__EXTRACTO DE PÁGINA__:

----------------------------------------

Otra vez. Otra vez la historia se escribió con la misma tinta azul, en la misma página gastada de un libro que Santa Fe se niega a cerrar. Millonarios volvió a ganar el clásico de la primera fecha de los cuadrangulares, como quien firma un documento habitual, como quien repite un rito sagrado. Y no es coincidencia, ni estadística caprichosa: es herencia, es paternidad, es esa sensación incómoda que tienen los ellos  de que nacieron condenados. No hay equipo en Colombia que haya sido tan repetidamente derrotado por su rival de patio como Santa Fe por Millonarios. La paternidad no es un invento retórico: es una verdad histórica sostenida con títulos, con partidos, con goles, con silencios incómodos. Millonarios no solo ha ganado más clásicos; ha ganado los que importan. Las finales, los mano a mano, los que definen. A Santa Fe no solo se le gana: se le recuerda que el lugar que ocupa , el de antagonista sin libreto. Y este clásico, el del arranque de los cuadrangulares, fue un recordatorio mordaz de que las jerarquías existen, y que en Bogotá hay un solo papá. Millonarios no necesitó de heroicidades ni de milagros. Con orden, cabeza fría y el peso de su camiseta, le bastó para ganar. Y así, sin estridencias, sin sobreactuaciones, el equipo azul volvió a imponer su ley: aquí manda el que tiene historia, y el que tiene historia no ruega, no llora, no inventa excusas. Gana. Y eso fue lo que hizo.

----------------------------------------

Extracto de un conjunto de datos

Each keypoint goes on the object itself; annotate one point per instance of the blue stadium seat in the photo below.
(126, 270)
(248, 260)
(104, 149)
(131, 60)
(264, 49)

----------------------------------------

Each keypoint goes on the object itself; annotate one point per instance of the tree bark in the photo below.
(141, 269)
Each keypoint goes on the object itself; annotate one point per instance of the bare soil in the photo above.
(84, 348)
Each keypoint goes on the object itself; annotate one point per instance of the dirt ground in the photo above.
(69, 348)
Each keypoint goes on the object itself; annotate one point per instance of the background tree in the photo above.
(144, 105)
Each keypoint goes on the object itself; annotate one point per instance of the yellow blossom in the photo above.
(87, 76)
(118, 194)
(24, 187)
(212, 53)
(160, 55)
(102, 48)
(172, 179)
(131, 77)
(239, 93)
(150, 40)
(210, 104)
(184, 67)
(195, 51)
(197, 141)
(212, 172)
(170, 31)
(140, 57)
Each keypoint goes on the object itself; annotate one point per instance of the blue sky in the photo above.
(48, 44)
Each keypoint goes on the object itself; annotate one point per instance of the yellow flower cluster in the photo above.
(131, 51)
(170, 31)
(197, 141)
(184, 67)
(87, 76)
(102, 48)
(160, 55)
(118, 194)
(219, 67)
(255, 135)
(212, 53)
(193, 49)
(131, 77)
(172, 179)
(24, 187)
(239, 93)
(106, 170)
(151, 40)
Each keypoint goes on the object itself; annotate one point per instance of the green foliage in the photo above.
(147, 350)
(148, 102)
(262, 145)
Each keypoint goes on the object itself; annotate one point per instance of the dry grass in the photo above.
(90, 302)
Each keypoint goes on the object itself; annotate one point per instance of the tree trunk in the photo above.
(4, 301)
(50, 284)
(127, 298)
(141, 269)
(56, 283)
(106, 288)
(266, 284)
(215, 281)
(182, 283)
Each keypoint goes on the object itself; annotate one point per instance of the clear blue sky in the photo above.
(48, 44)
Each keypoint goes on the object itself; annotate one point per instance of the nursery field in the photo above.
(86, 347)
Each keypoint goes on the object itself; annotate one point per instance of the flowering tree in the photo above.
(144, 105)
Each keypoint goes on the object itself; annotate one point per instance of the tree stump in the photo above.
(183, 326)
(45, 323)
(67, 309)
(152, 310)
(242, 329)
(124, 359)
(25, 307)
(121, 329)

----------------------------------------

__TUS INSTRUCCIONES__:
¿Puedes proseguir el texto sobre el clásico entre Millonarios y Santa Fe a partir de su última oración?

__LA RESPUESTA__:
 

El partido fue un ejemplo de corrección táctica. Una exhibición de cómo se puede ganar con claridad sin necesidad de escándalos, sin necesidad de diez llegadas claras. Porque este Millonarios no necesita gritar su supremacía: la susurra. Desde el primer minuto —o más bien desde el segundo 10— el juego fue condicionado por un árbitro que pareció leer otro reglamento, uno donde la rigurosidad era selectiva y la justicia tenía camiseta. Es difícil jugar así. Y sin embargo, Millonarios se impuso. Se impuso desde la seguridad de Álvaro Montero, ese arquero al que le buscan errores con lupa pero que aparece con guantes de oro  cuando la noche lo exige. Se impuso desde la zaga que no regala nada, desde la mitad de cancha que ya no corre detrás del balón, sino que lo espera en el lugar exacto, con la paciencia de quien sabe que el rival se va a equivocar. Y se impuso, sobre todo, desde el orden mental: jugar contra Santa Fe es un partido de fútbol, sí, pero también es una batalla emocional. Hay que soportar la pierna fuerte, el árbitro que duda, y aún así mantener la cabeza en alto. Porque así somos los hinchas de Millonarios: sabemos que jugamos juntos contra todos. Y nos gusta. Nos motiva. Nos da sentido.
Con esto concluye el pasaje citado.